::: DATA SUPPLIED :::
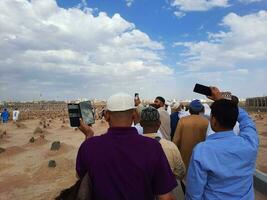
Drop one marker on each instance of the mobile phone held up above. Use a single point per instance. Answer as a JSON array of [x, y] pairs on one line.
[[202, 89], [82, 110]]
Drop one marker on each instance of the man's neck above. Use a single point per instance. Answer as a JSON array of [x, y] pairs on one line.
[[147, 130]]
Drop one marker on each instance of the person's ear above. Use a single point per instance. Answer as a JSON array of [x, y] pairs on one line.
[[135, 115]]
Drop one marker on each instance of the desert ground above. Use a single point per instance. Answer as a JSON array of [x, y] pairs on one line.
[[25, 154]]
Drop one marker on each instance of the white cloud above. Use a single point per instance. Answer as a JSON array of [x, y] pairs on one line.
[[198, 5], [72, 48], [129, 2], [179, 14], [243, 45], [249, 1]]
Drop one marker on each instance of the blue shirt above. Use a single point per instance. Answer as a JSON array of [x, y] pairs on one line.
[[174, 121], [5, 116], [125, 165], [222, 167]]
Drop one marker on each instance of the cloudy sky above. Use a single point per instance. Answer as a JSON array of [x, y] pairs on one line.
[[67, 49]]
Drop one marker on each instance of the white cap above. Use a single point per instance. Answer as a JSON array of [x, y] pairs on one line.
[[120, 102], [175, 105]]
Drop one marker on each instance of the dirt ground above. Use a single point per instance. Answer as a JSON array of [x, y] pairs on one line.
[[24, 171]]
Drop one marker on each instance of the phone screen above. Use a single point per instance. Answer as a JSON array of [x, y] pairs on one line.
[[74, 114], [87, 112], [202, 89]]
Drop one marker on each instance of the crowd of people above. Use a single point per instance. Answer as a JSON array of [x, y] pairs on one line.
[[147, 153]]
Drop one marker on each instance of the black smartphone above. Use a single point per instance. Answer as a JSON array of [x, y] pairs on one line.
[[74, 114], [87, 112], [202, 89]]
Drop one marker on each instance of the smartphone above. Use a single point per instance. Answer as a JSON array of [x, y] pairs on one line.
[[87, 112], [202, 89], [227, 95], [82, 110], [74, 114]]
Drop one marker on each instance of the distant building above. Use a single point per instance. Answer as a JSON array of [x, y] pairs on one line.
[[257, 103]]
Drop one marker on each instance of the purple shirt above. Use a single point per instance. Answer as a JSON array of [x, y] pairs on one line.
[[125, 165]]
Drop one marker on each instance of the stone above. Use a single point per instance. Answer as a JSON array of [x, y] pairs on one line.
[[55, 146], [2, 150], [38, 130], [32, 140], [52, 164]]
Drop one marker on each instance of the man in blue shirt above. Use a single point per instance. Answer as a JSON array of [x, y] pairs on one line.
[[5, 116], [222, 167]]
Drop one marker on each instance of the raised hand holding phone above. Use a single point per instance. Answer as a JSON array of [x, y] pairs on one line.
[[86, 129]]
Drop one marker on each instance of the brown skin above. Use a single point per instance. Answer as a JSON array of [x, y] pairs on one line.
[[159, 103], [215, 96], [115, 119], [151, 127], [137, 101]]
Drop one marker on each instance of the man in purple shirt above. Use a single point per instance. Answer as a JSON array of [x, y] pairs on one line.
[[121, 163]]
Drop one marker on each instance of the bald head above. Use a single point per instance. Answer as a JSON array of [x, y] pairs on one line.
[[121, 118]]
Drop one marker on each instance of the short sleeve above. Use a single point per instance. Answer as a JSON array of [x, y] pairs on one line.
[[80, 166], [163, 179]]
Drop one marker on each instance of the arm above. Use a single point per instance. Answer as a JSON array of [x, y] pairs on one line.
[[179, 170], [177, 135], [247, 128], [196, 178], [167, 196]]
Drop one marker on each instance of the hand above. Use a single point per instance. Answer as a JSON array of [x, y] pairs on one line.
[[86, 129], [215, 94], [137, 101]]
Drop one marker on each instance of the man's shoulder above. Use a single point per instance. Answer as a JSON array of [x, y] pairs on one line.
[[168, 144]]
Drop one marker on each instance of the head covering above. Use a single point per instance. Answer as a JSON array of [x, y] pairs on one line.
[[120, 102], [196, 105], [150, 114], [175, 105]]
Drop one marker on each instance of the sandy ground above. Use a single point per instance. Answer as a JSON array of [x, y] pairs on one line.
[[24, 171]]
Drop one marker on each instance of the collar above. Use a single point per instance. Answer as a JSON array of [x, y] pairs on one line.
[[150, 135], [221, 134], [122, 131], [161, 108]]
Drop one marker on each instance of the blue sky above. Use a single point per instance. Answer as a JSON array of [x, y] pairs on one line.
[[67, 49]]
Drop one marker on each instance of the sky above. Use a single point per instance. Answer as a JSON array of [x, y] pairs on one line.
[[68, 49]]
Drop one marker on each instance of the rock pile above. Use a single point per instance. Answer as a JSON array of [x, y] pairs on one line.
[[55, 146]]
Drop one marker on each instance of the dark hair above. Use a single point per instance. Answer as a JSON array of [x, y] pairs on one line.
[[161, 99], [193, 112], [225, 112], [235, 99]]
:::
■ TASK DESCRIPTION:
Print all records word for word, no images.

■ ANSWER SECTION:
Drop one marker on each instance of the mobile phone held up above. Use a single point per instance. Answer as a JSON array of [x, y] pairs on one line.
[[202, 89], [82, 110]]
Drop one marker on each instance of the man's neck above. Use a single point per instance. Answer as a JSON array of [x, y] pairs on one line.
[[147, 130]]
Drop one marker on each instance of the person's ear above. Use a single point per instance. Answer as a JSON array of [x, y] pairs on one line.
[[135, 115]]
Drop one marker on each instance of the desert ground above. Use a single point per instance. Answer as a JSON array of [x, y] pairs on one line.
[[25, 154]]
Drop one marker on each instance of the white cloud above. Use a single point per instance. Answer as a JSON array of [x, y] pairs on one line.
[[198, 5], [72, 48], [129, 2], [179, 14], [243, 45], [249, 1]]
Drop one marker on each instance of the blue shirt above. Use a single point per instance. Answer as a JSON array of [x, y] pairs on one line.
[[174, 121], [5, 116], [125, 165], [222, 167]]
Drop one marker on each instance of the cloudy sky above. Use a single point per instance. Answer as a JSON array of [x, y] pairs on one line.
[[67, 49]]
Drop one marker on each instance of the white cap above. Use a single point per instance. Answer as a JSON array of [x, y] pairs on one line.
[[120, 102], [175, 105]]
Drop one marker on each instance of the dirt ground above. Use a single point per instance. Answer as a JSON array of [x, y] pairs on one line.
[[24, 171]]
Drop one marker on each instance of the phone screen above. Use a single point per instance. Answer as a JSON array of [x, y] pairs on one line.
[[74, 114], [87, 112], [202, 89]]
Drop one marker on each instance of the crowd of people above. Use a single point per instance. Answer as a JSON array of [x, y] pairs on one line.
[[147, 153]]
Drop one marker on each instance of the black smartphone above. Use a single point per instance. Answer as a JSON array of [x, y] pairs on one line.
[[74, 114], [87, 112], [202, 89]]
Drop one marker on each instance of the smartphone above. Use a single point per instance. Answer as a JSON array of [x, y] pairs on one line.
[[87, 112], [202, 89], [227, 95], [82, 110], [74, 114]]
Drop one marker on each instance of the distant building above. Use a single point per instance. Answer as a JSON array of [x, y] pairs on one line.
[[257, 103]]
Drop one marker on each instance of the purple shirt above. Use a single point per instance. Answer as a JSON array of [x, y] pairs on one line.
[[125, 165]]
Drop one marker on each instance of the stone above. Use a single point per instance. Answer as a JSON array of [x, y] pairs on one line.
[[55, 146], [2, 150], [38, 130], [32, 140], [52, 164]]
Drop one marker on each instance of the man in blue shirt above. Use a single point per instance. Answer as a JSON array of [x, y] pairs on one line.
[[5, 116], [222, 167]]
Drop one marker on each instance of the raised hand holding phone above. Use a single point per instance. Answer as a JSON array of [x, y] pairs on one line.
[[86, 129]]
Drop one marker on each instance of the brown skin above. Use a single point per instance. Answer as a JSON array of [x, y] pairs on one line.
[[159, 103], [215, 96], [115, 119], [151, 127], [137, 101]]
Drop one marker on each instance of the man in purple shirt above. Use a single point per instance. Answer as a JSON array of [x, y] pairs on one line.
[[121, 163]]
Drop one marker on each instance of the bald head above. Use a single point per instance. Answer as a JSON array of [x, y] pairs on one line.
[[121, 118]]
Drop one marker on each instance of the short sleeve above. Use a single point per instance. Answer as a JSON array of [x, y] pairs on one line.
[[80, 166], [163, 179]]
Drop one marker on each instance of the arm above. Use a single point per instance. Answer as a JSON array of [x, y] pairs on one line.
[[179, 170], [177, 135], [247, 128], [196, 178], [167, 196]]
Drop one marker on each instance of the hand above. Use a single point per instance. Answer as a JSON array of [x, y] pairs on one line.
[[86, 129], [215, 94], [137, 101]]
Drop one marker on each instance of the man's shoulder above. Use a single point per instance. Answer as a JSON array of [x, y] pairs on one line.
[[168, 144]]
Drop one marker on each instance of the head covering above. Use a single point per instance. Answer as a JSON array of [x, y] pairs on one line.
[[120, 102], [196, 105], [150, 114], [175, 105]]
Drop one marker on each instance of the sandy ground above. Use a single point per instance. Answer as a JSON array of [x, y] pairs on one line.
[[24, 171]]
Drop one marker on each instance of the collar above. Use a single point per instance. Answer as a JSON array of [x, y] pairs on one line.
[[150, 135], [221, 134], [122, 131], [161, 108]]
Drop one marker on each instance of the blue sky above. Use a single point per instance. Answer as a JSON array of [x, y] pairs on one line.
[[67, 49]]
Drop one marker on each instance of the sky above. Use a single point per instance. Answer as a JSON array of [x, y] pairs on one line.
[[68, 49]]
Drop one marker on each instance of the rock pile above. Use a single point per instance. Answer as a JSON array of [x, y] pairs on one line.
[[55, 146]]
Drop one marker on each instance of the dark hair above. Use a single point per instance. Answer as a JSON array of [x, y] pairs on one line.
[[161, 99], [193, 112], [225, 112], [235, 99]]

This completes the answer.